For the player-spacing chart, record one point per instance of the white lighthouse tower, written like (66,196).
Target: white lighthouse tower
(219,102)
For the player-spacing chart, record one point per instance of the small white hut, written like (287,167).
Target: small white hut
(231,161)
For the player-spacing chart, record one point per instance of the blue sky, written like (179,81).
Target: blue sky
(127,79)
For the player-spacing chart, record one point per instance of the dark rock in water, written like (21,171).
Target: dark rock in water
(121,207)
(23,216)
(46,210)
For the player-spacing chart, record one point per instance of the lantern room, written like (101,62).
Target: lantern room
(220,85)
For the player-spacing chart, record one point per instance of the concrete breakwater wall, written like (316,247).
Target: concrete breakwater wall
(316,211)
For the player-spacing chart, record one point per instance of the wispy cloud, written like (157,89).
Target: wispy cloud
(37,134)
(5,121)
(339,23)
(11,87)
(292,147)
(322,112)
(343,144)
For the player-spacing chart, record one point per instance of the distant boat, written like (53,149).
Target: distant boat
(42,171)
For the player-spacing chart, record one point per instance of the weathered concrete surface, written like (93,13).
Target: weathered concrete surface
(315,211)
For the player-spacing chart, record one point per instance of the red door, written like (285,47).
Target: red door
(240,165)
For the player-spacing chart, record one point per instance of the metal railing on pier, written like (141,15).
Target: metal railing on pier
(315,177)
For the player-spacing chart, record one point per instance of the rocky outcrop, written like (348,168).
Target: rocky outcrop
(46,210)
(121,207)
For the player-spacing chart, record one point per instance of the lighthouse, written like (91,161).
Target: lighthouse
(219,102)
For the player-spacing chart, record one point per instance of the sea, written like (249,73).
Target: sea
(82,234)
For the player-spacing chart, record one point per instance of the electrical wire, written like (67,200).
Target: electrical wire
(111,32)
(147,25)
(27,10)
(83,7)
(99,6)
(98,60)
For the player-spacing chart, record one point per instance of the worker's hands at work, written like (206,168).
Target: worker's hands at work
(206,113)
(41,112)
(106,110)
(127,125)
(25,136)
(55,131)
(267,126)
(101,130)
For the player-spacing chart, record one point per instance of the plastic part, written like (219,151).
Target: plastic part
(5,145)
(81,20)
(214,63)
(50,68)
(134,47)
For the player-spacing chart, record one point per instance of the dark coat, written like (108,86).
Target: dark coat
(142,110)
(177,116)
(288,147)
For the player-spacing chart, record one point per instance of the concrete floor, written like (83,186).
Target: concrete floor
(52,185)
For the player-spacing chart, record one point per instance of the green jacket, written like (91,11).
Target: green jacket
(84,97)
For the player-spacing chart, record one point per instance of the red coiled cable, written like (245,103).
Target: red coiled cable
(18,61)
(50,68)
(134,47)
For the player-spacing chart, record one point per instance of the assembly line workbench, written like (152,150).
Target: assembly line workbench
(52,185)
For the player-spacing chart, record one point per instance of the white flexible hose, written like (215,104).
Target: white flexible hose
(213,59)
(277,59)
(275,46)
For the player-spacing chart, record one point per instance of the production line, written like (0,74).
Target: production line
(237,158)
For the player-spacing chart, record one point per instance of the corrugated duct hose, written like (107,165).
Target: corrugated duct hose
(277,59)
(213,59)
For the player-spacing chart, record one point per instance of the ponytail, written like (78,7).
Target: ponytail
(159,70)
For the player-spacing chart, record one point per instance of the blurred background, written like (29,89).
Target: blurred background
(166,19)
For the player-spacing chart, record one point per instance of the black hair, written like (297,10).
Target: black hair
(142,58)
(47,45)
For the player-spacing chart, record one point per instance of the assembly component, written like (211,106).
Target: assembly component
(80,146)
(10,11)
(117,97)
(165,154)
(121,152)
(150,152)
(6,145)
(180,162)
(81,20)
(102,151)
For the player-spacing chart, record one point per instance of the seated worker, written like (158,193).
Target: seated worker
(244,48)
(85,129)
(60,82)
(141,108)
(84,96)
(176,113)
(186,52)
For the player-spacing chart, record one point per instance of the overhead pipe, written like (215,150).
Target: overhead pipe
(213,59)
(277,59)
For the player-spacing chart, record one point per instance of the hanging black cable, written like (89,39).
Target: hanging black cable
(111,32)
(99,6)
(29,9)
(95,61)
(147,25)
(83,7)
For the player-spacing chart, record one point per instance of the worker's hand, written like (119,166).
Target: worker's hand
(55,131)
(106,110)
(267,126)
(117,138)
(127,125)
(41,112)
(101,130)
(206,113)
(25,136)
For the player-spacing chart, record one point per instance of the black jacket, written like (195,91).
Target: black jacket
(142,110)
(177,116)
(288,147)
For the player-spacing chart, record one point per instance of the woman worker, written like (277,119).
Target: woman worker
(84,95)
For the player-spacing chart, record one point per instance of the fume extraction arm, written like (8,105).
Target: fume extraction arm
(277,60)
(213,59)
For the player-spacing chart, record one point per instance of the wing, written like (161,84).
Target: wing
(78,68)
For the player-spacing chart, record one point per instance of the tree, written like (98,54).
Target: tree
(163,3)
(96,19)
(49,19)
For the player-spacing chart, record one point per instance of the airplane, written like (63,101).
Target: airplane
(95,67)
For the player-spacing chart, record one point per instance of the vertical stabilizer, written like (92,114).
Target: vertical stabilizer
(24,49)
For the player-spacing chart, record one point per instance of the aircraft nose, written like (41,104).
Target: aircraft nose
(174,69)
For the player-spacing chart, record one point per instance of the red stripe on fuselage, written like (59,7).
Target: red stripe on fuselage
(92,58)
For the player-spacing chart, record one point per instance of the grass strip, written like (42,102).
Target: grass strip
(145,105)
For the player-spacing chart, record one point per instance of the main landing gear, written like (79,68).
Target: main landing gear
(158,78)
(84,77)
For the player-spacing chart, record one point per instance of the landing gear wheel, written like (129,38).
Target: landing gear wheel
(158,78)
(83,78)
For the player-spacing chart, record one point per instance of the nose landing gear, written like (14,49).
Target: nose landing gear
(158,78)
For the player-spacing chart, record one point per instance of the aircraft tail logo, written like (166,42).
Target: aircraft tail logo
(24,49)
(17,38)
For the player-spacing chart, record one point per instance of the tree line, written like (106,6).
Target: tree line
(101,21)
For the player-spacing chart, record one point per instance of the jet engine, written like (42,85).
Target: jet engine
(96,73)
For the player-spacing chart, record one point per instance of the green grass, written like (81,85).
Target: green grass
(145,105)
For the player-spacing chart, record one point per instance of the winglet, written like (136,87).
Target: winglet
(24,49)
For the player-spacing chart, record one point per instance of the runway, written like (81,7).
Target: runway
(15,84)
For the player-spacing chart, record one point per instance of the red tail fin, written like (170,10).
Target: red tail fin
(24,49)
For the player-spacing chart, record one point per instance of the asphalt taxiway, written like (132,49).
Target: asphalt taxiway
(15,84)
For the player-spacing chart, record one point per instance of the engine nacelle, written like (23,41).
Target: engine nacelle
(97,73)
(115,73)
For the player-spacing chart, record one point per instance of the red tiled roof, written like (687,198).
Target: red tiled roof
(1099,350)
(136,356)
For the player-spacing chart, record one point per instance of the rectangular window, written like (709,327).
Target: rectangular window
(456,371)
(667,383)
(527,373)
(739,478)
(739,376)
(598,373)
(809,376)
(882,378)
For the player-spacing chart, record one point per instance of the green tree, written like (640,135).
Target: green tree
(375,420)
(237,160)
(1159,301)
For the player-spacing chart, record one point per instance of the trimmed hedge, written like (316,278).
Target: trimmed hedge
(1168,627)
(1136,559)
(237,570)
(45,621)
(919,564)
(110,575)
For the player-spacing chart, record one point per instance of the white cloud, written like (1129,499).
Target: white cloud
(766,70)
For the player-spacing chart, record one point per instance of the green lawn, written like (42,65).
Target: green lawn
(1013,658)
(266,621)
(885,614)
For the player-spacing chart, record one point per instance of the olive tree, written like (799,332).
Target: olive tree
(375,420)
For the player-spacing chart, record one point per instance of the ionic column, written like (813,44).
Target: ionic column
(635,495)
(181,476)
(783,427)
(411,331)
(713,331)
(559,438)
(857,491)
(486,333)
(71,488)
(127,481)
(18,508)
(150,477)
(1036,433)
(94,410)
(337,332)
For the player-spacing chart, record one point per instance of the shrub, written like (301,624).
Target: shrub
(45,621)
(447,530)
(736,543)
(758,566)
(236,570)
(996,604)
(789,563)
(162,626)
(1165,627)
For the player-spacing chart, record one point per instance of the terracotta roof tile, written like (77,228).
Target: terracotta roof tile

━━━

Each line from the one containing "written like (640,135)." to the end of the listing above should be copied exactly, and nothing else.

Answer ::
For the player-spacing chart, record one point per instance of the green tree, written like (640,135).
Target: green tree
(375,420)
(237,160)
(1159,301)
For the player-spacing chart, record one point per instance of the trimmed hedge, written like (316,278).
Target: trimmed hedge
(1168,627)
(1136,559)
(237,570)
(45,621)
(919,564)
(110,575)
For the player-spacing chart, record one point per instance of the white cloud, written like (1129,499).
Target: white cloud
(766,70)
For the player-spacing chart, record one point per instance of the green lawn, written like (42,65).
Target: green lawn
(1013,658)
(266,621)
(885,614)
For the player-spacing chart, record one point per instance of the olive tree, written like (799,332).
Target: olive tree
(375,420)
For the player-spacing chart, record one point per instance of the ionic column, written like (813,44).
Target: ionic column
(635,495)
(181,476)
(783,427)
(411,331)
(713,331)
(559,438)
(857,491)
(486,333)
(71,488)
(127,481)
(18,508)
(150,477)
(1036,433)
(94,410)
(337,332)
For the player-spacing chart, record one point per instance of the shrub, written like (301,624).
Target: shrub
(45,621)
(447,530)
(736,543)
(758,566)
(236,570)
(996,604)
(789,563)
(162,626)
(1165,627)
For the player-spacing chart, record one point per instance of the terracotta roof tile, written like (77,228).
Target: terracotta roof tile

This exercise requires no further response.